● Task requirements
**a)** Reproduce the part of the passage on healthcare data sources between "Other types of" and "all its own.", inclusive.
**b)** Answer these questions from the passage on healthcare data sources, one per line:
(i) Which kinds of records does the passage list as making up cost data?
(ii) With patient-generated health data, who decides what is shared, with whom, and how?
(iii) What home device does the passage use as its example of patient-generated health data?

● Passage shown
Sources of healthcare data: cost data.

Cost data involves Medicare and Medicaid records, group practice costs, and physician accounting records to name a few. While volumes could be written on each contributory source of cost data in the healthcare system, it’s enough to know that understanding where expenditures are being made, where waste occurs most frequently, and where money is utilized most efficiently can help HCOs and administrative teams. By utilizing cost data, these teams and organizations can develop strategies and policy that address areas of waste and create more efficient methodologies and practices where fiscal issues are concerned. This data can also help software developers and technology innovators create products and services that better address the pertinent accounting and record-keeping needs of HCOs and facility management teams. Additionally, efforts to improve data collection practices in the area of cost data can also help to improve the quality of information gathered from these sources.

Patient-generated Health Data (PGHD)

Sources of healthcare data: patient-generated health data.

Unlike clinical data where physicians and healthcare professionals are in charge of the collection and dissemination of the data, patient-generated health data (PGHD) comes entirely from the patients. It’s the patients who decide what to share, with whom to share it, and how to share it. For example, using a blood glucose meter at home and tracking those measurements would, if the patient shared them with their physician or a trial, be an example of PGHD.

Other types of PGHD include health and treatment histories that patients provide to their caregivers. This type of information is very often divulged during the course of initial paperwork but can be shared verbally, as well, and recorded by the healthcare practitioner. Biometric data, such as the blood glucose meter readings mentioned above, can also be informative, as can patient descriptions of symptoms. Finally, a patient’s lifestyle choices can greatly impact the efficacy of any treatments they receive, and any information they’re willing to divulge, when assessed cumulatively with other patients’ lifestyle data, can be a wealth of information all its own.

Claims Data

Sources of healthcare data: claims data.

● Source material

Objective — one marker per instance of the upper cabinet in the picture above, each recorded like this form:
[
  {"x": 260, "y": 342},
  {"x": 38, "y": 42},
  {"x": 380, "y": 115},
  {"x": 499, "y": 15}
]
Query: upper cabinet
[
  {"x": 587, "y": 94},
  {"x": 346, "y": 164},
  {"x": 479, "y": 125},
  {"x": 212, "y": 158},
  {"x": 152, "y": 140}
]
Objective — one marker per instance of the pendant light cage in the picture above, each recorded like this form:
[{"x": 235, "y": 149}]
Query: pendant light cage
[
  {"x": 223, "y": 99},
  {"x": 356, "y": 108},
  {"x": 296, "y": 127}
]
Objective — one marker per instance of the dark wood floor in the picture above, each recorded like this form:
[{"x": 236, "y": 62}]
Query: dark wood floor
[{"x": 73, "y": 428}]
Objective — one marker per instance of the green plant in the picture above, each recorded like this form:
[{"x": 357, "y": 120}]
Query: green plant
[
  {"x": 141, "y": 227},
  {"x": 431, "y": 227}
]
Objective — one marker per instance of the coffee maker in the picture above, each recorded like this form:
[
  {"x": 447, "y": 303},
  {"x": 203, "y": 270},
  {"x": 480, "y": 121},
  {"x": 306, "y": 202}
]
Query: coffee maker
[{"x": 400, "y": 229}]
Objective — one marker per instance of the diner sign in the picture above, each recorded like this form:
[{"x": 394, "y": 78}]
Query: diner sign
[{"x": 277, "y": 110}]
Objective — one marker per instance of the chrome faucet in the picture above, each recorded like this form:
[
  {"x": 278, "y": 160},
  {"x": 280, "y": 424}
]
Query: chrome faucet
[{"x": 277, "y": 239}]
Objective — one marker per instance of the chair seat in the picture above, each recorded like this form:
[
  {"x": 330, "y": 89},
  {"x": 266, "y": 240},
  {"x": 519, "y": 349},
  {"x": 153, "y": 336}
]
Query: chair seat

● Task answers
**a)**
Other types of PGHD include health and treatment histories that patients provide to their caregivers. This type of information is very often divulged during the course of initial paperwork but can be shared verbally, as well, and recorded by the healthcare practitioner. Biometric data, such as the blood glucose meter readings mentioned above, can also be informative, as can patient descriptions of symptoms. Finally, a patient’s lifestyle choices can greatly impact the efficacy of any treatments they receive, and any information they’re willing to divulge, when assessed cumulatively with other patients’ lifestyle data, can be a wealth of information all its own.

**b)**
(i) Medicare and Medicaid records, group practice costs, and physician accounting records.
(ii) The patients.
(iii) A blood glucose meter.